Task prompt:
Output all entries verbatim, dropping pictures.

Supplied records:
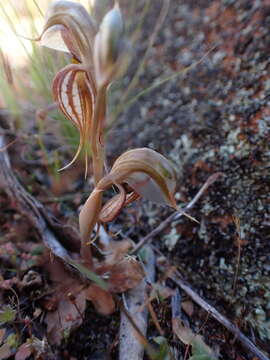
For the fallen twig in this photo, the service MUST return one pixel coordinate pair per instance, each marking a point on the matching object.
(130, 344)
(51, 233)
(248, 344)
(175, 215)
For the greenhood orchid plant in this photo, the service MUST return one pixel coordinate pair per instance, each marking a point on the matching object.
(98, 55)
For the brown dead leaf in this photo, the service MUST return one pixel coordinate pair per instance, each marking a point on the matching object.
(125, 275)
(102, 299)
(23, 352)
(116, 250)
(188, 307)
(66, 317)
(5, 351)
(2, 335)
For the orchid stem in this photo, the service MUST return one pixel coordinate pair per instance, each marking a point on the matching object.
(98, 152)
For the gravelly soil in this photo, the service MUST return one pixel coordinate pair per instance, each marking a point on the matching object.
(213, 118)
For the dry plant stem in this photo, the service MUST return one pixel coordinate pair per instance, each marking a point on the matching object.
(176, 313)
(31, 208)
(176, 215)
(219, 317)
(130, 344)
(96, 135)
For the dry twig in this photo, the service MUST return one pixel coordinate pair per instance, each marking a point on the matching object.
(248, 344)
(175, 215)
(130, 344)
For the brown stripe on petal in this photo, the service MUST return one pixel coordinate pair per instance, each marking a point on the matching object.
(113, 207)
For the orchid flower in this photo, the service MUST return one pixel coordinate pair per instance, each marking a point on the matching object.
(80, 88)
(136, 173)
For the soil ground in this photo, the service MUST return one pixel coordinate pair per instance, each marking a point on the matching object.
(213, 118)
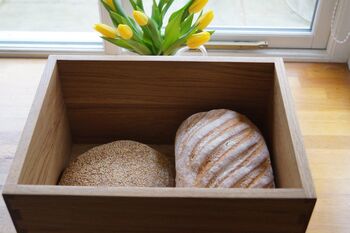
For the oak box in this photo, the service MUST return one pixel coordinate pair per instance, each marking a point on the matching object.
(84, 101)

Result for this task:
For the fallen twig in this photo, the service MUST return one pixel coordinate pair per instance, each marking a point on the matching object.
(130, 344)
(51, 233)
(248, 344)
(175, 215)
For the greenhood orchid plant in this photo, the service MUST return one pixel coordinate pair per instance, each marking a point on the matching object.
(98, 55)
For the brown dead leaf in this photo, the service MUST return one pixel coordinate pair per instance, each marking a point on the matching object.
(125, 275)
(102, 299)
(23, 352)
(116, 250)
(188, 307)
(66, 317)
(5, 351)
(2, 335)
For the orchid stem in this photo, the service MUST return one pixel coordinate pair per instance, each marking a point on the matching object.
(98, 152)
For the gravelly soil in this photo, the service MUST return one pixel coordinate pair per instance, each marking a point on the matching object.
(213, 118)
For the dry plant stem in this photo, the service MUST return one pixel coordinate pair per instance, each marking a point on the matching object.
(176, 313)
(31, 208)
(176, 215)
(219, 317)
(130, 344)
(96, 135)
For the dry twig in this photo, the service MUST return one pixel coordinate pair per instance, each marking a point on the matching object.
(248, 344)
(175, 215)
(130, 344)
For the brown stripe on petal in this photo, the service MUST return one pixel coordinate pair per instance, each marking a point on the matching object.
(113, 207)
For the orchid flower in this photo, the service MUST return one pixel coordinate pair per instance, each marking a point on the matching object.
(80, 88)
(136, 173)
For the soil ground in this photo, the service MUST return one pixel coordinate pair per instance, each marking a point on the matching object.
(213, 118)
For the oak box in this photo, the service MUST return one pixel coordinate pair per instance, each marking a point on the matching object.
(84, 101)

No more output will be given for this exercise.